RECORDS TO PROCESS:
════════════════════

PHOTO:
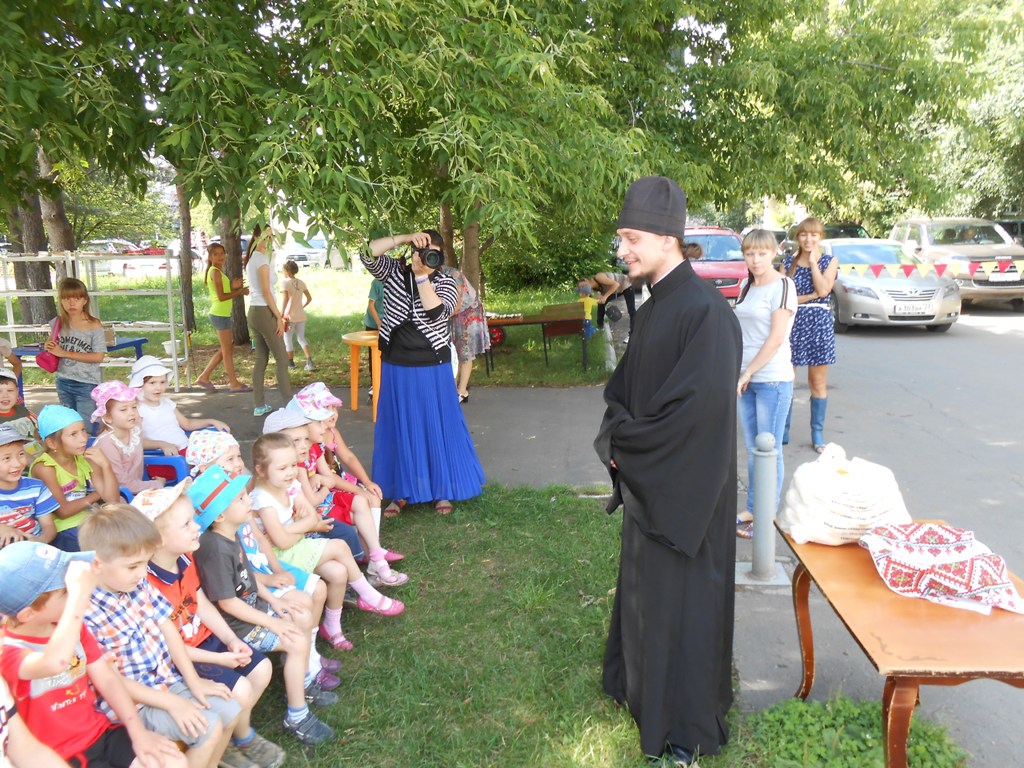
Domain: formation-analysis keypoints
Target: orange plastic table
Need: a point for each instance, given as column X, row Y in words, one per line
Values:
column 356, row 340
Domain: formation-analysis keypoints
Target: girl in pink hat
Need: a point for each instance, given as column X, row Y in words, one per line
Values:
column 121, row 441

════════════════════

WHAT YOU SHOULD DO:
Leave the pictures out and output the rest of the data word for word.

SOLUTION FOR THIS EXERCISE:
PHOTO:
Domain: formation-analysis keypoints
Target: orange plastic table
Need: a point for each instance, given as column X, row Y in words, one per line
Values:
column 356, row 340
Domain: formation-analysis keypoints
Target: girl in pink hat
Need: a point for each instance, given as column X, row Y in words, one per line
Values:
column 121, row 441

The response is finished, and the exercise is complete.